* _ZADANIE PISEMNE_:
Zamień na tabelę Markdown wiersze pozycji od wiersza zawierającego „For each instance of the purple” aż do ostatniego wiersza pozycji, włącznie z oboma. Tabela ma mieć kolumny „Nr” z numerem kolejnym i „Wiersz” z treścią wiersza, bez pustych wierszy.
--------------------------------------------------
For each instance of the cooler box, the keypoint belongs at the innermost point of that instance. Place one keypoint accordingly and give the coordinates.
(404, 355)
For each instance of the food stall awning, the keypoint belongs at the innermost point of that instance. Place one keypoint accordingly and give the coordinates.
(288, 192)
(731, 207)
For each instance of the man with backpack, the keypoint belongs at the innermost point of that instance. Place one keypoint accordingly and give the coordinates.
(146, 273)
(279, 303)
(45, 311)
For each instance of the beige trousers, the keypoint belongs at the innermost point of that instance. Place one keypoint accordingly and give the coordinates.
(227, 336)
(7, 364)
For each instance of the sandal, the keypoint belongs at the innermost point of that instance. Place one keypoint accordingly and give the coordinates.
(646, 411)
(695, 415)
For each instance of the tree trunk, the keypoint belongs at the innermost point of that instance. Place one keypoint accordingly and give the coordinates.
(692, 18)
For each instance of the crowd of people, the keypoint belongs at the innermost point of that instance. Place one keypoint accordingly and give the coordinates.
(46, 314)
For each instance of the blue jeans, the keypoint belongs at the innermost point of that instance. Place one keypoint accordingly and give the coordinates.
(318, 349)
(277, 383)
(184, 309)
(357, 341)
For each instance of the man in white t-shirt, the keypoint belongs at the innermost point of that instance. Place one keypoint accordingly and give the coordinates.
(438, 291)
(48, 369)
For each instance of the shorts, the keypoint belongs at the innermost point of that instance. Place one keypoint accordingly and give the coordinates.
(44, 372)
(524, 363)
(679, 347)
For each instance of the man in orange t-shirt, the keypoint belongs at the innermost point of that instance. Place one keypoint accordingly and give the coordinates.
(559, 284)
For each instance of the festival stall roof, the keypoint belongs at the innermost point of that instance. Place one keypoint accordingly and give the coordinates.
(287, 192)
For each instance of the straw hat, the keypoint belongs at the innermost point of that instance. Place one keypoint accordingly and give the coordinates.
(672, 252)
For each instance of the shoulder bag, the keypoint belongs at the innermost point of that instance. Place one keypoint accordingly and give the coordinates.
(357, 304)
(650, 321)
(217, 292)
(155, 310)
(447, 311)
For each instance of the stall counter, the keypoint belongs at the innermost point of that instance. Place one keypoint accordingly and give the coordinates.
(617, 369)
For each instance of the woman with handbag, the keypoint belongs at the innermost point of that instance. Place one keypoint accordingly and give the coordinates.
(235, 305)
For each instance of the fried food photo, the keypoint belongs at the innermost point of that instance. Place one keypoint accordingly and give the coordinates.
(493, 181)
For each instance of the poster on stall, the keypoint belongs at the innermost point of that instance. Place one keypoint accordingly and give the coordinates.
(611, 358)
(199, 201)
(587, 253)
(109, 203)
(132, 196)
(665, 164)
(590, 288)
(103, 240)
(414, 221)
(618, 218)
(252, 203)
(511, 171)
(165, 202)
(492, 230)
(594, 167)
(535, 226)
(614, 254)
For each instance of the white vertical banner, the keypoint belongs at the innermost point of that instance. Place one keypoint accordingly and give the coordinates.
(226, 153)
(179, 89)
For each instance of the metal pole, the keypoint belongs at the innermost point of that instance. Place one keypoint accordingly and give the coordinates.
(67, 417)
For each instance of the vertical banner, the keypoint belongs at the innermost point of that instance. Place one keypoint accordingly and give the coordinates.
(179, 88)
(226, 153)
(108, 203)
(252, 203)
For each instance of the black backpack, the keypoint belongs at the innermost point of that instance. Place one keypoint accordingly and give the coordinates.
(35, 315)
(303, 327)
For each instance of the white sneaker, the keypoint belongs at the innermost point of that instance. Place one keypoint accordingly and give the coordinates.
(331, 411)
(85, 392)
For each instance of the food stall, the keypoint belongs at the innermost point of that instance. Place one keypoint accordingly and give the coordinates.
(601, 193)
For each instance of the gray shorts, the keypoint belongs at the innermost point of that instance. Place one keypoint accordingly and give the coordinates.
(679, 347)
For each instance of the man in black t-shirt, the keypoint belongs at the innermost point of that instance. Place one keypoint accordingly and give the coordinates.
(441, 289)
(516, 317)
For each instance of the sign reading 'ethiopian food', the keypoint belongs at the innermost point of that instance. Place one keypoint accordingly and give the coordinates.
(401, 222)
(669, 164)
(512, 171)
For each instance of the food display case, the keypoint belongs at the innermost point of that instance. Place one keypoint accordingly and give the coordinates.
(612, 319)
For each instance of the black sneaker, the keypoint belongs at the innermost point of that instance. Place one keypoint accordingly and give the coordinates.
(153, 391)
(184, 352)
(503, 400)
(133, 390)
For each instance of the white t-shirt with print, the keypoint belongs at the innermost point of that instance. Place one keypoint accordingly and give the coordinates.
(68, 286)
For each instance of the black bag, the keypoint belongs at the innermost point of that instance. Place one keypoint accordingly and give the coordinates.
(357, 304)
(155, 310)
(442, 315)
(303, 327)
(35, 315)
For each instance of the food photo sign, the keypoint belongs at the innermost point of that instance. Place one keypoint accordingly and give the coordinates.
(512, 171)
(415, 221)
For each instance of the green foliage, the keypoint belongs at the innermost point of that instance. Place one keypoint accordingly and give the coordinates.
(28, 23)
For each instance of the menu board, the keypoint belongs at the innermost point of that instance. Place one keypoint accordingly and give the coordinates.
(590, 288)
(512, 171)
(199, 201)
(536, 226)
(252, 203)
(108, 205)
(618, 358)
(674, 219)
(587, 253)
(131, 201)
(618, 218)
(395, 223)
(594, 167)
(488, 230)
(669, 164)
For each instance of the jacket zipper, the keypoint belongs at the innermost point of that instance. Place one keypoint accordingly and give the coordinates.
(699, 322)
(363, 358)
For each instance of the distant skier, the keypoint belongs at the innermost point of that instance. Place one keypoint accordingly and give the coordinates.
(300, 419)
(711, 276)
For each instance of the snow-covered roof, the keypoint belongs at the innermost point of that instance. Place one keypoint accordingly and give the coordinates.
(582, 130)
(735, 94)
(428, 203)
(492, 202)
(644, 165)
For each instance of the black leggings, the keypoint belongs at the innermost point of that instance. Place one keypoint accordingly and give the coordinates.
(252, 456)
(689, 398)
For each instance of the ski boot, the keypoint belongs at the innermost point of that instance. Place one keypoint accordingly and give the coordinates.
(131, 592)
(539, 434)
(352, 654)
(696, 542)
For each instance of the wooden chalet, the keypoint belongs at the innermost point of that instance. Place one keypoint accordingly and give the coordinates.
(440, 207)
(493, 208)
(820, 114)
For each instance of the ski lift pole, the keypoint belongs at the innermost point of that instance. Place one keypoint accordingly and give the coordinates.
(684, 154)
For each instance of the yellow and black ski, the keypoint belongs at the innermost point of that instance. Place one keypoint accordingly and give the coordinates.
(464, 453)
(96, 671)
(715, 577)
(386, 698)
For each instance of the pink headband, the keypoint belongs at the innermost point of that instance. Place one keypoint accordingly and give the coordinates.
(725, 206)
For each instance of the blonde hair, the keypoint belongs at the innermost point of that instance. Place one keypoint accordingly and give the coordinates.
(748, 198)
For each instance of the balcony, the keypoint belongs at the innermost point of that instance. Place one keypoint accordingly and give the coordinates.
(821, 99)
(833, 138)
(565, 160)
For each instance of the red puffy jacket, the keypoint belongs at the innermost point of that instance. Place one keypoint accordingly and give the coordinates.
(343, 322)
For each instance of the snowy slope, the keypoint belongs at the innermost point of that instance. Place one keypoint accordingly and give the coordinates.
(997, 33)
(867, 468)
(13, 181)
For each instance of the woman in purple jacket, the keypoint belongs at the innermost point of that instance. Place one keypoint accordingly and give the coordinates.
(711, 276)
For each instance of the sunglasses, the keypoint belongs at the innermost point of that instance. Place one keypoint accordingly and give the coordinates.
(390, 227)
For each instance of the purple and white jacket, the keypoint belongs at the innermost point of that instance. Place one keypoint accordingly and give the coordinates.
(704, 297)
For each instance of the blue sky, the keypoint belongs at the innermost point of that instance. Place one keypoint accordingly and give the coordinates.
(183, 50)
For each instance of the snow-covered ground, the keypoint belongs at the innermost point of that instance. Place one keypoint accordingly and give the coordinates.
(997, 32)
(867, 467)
--------------------------------------------------
* _PEŁNY WYNIK_:
| Nr | Wiersz |
|---|---|
| 1 | For each instance of the purple and white jacket, the keypoint belongs at the innermost point of that instance. Place one keypoint accordingly and give the coordinates. |
| 2 | (704, 297) |
| 3 | For each instance of the blue sky, the keypoint belongs at the innermost point of that instance. Place one keypoint accordingly and give the coordinates. |
| 4 | (183, 50) |
| 5 | For each instance of the snow-covered ground, the keypoint belongs at the innermost point of that instance. Place one keypoint accordingly and give the coordinates. |
| 6 | (997, 32) |
| 7 | (867, 467) |